■ **Tarefas a fazer**:
1. Responda com base no texto sobre as manifestações de rua:
(a) De quais cidades as manifestações se espalharam pelo País?
(b) Que meios o texto inclui na mídia tradicional?
(c) A que a mídia tradicional associa sempre o agente político?
2. Transcreva do texto sobre as manifestações de rua o trecho que vai de "Essa visão ganhou" até "vocalizadas pela população.", sem mudar nada.

■ **Trecho fornecido**:
▼

Ricardo Musse –
Revista Fórum
As recentes
manifestações de rua que, de São Paulo e Porto Alegre, disseminaram-se pelas
principais cidades do País, apesar da pluralidade de sua pauta de
reivindicações, emitiram um recado claro e convergente: a insatisfação popular
com o atual sistema político.
O descrédito em
relação aos políticos e ao desempenho dos três poderes deriva de uma construção
ideológica, mas também se assenta em uma situação efetiva. A mídia tradicional
(jornais, rádio e televisão) criou uma imagem fantasiosa do agente político,
associando-o invariavelmente à corrupção e à ausência de empenho e trabalho.
Esse esforço coordenado atende a dois interesses principais: cacifar-se como
instância primordial da cena pública e deslegitimar a vida política, abrindo
caminho para soluções autoritárias.
Essa visão ganhou
adeptos e repercussão, constituindo-se em um falso senso comum, em parte porque
fornece uma explicação (ainda que simplória) a um sentimento objetivo. Há uma
percepção generalizada de que as demandas dos diferentes grupos sociais não estão
sendo atendidas pelas instâncias e organizações políticas, que os políticos
tendem a agir como membros de um estamento fechado e estão mais sintonizados
com os interesses dos financiadores de suas campanhas do que com as prioridades
vocalizadas pela população.
O recurso às
demonstrações massivas, à ação direta, emergiu como uma reação ao engessamento
do sistema político, à integração dos quadros do PT (constituído
conscientemente em uma alternativa à política tradicional) ao estamento, à
paralisia decorrente das negociações típicas dos “governos de coalização”. A
potência e a legitimidade das manifestações, o apoio e o entusiasmo popular que
suscitaram, derivam diretamente dessa situação objetiva.

▲

■ **Dados tirados de uma coleção**:
▼

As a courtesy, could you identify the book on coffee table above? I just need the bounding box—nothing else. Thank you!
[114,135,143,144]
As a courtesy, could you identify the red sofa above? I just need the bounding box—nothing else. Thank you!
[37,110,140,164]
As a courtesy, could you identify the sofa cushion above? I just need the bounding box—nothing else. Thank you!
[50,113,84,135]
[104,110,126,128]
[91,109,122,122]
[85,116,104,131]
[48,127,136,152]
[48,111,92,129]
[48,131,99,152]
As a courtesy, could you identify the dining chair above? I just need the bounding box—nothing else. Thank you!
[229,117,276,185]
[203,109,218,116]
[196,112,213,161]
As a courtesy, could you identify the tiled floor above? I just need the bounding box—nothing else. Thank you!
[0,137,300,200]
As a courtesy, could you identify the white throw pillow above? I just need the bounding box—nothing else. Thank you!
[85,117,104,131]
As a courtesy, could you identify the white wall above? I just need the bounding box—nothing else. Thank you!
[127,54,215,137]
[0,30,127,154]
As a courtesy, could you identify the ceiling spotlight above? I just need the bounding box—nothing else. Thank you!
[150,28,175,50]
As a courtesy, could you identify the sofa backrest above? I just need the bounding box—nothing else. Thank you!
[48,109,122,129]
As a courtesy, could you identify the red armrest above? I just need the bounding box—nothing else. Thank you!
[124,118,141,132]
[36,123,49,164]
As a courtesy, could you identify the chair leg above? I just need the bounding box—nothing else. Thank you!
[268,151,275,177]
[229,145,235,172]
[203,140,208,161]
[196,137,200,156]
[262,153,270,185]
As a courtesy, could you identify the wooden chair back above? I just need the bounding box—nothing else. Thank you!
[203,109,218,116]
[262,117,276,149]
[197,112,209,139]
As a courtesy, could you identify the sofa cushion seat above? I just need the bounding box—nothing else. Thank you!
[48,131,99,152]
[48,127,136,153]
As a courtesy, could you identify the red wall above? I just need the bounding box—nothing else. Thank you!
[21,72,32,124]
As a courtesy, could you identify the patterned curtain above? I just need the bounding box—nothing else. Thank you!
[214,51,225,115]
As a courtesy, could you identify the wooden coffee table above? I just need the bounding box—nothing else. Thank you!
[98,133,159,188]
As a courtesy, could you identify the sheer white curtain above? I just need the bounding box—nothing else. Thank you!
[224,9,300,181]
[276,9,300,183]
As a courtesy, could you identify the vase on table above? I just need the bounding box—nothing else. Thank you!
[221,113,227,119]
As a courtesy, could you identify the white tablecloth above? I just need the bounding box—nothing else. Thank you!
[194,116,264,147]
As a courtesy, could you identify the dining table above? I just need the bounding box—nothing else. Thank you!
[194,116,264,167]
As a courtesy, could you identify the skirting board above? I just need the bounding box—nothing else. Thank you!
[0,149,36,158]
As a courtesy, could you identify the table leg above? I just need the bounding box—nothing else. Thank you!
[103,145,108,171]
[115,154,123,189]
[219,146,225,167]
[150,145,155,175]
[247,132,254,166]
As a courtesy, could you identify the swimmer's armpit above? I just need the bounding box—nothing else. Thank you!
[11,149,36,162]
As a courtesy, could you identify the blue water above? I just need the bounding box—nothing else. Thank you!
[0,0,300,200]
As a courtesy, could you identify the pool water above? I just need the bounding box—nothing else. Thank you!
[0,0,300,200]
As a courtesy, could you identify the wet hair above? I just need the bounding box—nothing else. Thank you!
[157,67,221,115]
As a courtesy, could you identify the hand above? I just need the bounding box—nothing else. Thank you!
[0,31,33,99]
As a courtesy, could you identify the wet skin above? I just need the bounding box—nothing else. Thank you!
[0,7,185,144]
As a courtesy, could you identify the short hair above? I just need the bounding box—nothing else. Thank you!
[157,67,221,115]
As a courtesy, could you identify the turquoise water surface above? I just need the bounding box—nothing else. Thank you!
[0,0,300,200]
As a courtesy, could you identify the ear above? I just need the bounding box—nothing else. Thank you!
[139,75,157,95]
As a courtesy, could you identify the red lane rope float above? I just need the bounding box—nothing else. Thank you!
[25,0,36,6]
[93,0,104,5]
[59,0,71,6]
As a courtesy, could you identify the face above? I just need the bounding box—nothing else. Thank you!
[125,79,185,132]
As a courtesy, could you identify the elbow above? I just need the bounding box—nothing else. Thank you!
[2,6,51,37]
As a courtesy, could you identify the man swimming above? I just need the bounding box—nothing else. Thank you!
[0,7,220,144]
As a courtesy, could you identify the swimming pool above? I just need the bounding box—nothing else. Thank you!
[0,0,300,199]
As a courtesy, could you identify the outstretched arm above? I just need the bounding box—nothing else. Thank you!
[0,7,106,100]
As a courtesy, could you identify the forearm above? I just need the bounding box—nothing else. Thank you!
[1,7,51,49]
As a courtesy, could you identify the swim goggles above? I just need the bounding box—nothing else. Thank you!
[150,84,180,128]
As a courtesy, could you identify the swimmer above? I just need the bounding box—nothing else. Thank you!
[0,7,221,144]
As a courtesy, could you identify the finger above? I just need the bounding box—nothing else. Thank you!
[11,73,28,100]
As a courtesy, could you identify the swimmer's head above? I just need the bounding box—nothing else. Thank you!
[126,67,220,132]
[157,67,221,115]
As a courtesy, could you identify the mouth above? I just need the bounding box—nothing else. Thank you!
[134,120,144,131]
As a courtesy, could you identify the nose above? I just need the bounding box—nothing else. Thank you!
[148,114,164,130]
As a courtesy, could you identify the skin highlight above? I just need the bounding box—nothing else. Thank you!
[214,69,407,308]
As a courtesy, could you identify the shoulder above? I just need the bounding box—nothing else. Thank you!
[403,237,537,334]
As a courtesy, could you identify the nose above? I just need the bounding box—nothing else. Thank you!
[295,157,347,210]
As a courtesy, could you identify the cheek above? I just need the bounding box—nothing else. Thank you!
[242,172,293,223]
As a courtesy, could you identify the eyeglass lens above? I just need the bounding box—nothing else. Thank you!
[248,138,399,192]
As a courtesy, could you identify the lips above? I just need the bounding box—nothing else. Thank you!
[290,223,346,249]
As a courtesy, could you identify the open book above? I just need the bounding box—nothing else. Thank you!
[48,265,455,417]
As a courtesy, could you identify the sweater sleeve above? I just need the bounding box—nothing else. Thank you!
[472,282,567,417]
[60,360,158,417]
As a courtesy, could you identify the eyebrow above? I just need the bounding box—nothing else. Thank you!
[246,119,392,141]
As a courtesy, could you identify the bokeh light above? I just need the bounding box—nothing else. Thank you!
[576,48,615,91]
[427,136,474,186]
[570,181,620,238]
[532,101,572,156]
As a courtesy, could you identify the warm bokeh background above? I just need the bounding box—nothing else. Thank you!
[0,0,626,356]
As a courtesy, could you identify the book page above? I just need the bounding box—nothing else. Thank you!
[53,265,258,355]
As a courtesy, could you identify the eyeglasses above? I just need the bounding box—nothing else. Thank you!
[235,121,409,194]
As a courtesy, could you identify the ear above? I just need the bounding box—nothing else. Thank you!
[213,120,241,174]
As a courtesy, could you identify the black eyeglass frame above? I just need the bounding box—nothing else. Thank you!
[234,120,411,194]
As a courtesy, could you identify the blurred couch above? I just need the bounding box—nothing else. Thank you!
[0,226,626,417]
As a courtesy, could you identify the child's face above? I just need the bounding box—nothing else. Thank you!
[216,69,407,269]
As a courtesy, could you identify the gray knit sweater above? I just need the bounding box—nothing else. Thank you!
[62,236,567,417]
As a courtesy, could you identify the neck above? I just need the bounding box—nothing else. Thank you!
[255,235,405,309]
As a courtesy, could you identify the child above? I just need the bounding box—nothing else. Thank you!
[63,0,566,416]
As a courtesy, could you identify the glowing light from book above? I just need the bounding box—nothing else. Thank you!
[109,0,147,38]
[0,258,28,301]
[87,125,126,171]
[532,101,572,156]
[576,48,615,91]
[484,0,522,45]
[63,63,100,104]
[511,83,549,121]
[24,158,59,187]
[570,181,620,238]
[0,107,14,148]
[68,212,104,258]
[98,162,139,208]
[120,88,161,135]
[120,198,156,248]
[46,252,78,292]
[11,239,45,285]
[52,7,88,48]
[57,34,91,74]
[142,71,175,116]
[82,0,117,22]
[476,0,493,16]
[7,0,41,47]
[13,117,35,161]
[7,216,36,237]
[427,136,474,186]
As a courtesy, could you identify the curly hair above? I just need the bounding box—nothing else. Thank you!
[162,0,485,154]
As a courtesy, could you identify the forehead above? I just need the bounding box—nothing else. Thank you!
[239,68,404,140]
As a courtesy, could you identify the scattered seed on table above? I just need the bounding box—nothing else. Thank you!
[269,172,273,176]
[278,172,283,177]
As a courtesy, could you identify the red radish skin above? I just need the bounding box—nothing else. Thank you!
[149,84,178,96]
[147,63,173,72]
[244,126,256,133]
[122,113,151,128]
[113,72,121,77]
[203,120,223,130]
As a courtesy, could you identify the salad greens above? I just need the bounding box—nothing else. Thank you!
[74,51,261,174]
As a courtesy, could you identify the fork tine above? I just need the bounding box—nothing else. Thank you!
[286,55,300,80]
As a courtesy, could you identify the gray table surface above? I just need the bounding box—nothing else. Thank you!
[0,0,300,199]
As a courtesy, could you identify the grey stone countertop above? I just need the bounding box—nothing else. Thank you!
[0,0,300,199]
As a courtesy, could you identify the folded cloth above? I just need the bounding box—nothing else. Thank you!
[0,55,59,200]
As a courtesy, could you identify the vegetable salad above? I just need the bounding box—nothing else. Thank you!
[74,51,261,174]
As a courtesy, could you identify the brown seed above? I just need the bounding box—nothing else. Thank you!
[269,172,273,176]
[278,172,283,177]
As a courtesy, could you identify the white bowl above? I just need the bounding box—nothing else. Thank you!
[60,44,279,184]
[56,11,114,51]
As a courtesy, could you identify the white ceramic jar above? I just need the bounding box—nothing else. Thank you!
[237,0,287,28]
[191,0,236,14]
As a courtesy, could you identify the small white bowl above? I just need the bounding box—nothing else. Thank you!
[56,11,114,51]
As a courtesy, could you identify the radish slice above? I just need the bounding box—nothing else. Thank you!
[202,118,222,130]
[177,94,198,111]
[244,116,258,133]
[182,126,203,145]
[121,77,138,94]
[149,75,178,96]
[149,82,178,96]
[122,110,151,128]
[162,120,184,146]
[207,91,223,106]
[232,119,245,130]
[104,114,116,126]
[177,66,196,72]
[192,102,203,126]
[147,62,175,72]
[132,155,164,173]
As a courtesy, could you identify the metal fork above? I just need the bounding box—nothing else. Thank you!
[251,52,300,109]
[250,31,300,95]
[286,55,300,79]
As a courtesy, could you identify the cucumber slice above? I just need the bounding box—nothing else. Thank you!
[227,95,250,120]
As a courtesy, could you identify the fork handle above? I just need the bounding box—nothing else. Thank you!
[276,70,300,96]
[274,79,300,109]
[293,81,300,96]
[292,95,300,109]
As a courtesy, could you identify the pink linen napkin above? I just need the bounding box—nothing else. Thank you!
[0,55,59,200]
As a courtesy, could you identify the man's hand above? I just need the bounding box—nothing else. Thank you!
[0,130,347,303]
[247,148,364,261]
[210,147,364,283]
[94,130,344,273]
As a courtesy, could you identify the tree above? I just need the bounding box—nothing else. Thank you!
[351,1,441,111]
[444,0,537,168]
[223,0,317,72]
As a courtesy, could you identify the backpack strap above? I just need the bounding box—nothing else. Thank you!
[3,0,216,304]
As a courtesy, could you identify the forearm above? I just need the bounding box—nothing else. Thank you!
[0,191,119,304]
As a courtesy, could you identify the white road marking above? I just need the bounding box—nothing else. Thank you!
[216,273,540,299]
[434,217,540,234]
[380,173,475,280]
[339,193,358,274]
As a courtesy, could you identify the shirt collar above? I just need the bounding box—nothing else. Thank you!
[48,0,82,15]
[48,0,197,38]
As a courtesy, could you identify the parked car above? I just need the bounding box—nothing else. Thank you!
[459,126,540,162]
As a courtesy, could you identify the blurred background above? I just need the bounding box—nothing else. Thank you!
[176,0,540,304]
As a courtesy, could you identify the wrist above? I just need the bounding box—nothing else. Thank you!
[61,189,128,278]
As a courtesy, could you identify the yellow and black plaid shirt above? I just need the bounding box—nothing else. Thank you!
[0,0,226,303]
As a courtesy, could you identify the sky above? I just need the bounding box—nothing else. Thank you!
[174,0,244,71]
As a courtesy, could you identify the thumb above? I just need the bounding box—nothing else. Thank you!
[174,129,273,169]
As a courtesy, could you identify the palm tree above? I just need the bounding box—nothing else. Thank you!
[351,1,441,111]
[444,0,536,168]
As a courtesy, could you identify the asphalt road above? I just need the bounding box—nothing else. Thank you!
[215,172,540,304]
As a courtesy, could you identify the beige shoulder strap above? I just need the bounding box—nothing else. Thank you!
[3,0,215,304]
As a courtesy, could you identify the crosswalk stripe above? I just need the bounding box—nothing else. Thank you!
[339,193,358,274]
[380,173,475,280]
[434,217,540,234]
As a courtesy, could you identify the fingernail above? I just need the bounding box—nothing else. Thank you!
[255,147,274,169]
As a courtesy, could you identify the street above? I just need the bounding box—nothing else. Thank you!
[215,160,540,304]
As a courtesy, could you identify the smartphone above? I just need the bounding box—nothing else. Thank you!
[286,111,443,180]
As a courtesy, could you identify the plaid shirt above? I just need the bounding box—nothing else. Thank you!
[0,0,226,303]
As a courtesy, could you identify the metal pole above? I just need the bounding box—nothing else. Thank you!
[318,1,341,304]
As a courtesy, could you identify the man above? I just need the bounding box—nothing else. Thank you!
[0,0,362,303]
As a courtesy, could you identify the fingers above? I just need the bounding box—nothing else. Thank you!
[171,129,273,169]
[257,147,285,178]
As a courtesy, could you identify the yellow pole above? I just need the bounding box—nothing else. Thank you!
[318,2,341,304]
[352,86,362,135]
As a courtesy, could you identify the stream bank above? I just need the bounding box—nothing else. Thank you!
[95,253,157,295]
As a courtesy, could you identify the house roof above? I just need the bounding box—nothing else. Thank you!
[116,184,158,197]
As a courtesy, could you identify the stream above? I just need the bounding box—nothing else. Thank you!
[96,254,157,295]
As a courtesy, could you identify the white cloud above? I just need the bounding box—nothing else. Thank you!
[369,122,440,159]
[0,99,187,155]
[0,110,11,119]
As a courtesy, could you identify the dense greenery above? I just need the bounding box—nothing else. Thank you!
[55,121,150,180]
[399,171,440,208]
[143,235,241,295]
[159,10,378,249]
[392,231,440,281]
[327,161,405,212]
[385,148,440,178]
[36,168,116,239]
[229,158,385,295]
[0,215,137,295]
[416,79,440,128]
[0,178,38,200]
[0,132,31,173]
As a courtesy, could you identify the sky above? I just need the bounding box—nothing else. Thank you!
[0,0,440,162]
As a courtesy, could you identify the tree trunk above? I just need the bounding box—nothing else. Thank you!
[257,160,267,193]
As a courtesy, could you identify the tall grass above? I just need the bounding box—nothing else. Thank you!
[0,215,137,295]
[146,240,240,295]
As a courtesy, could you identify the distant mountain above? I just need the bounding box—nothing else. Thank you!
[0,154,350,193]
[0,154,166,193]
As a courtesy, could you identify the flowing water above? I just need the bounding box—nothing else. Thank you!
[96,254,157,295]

▲

■ **Respostas das tarefas**:
1.
(a) De São Paulo e Porto Alegre.
(b) Jornais, rádio e televisão.
(c) À corrupção e à ausência de empenho e trabalho.

2.
Essa visão ganhou
adeptos e repercussão, constituindo-se em um falso senso comum, em parte porque
fornece uma explicação (ainda que simplória) a um sentimento objetivo. Há uma
percepção generalizada de que as demandas dos diferentes grupos sociais não estão
sendo atendidas pelas instâncias e organizações políticas, que os políticos
tendem a agir como membros de um estamento fechado e estão mais sintonizados
com os interesses dos financiadores de suas campanhas do que com as prioridades
vocalizadas pela população.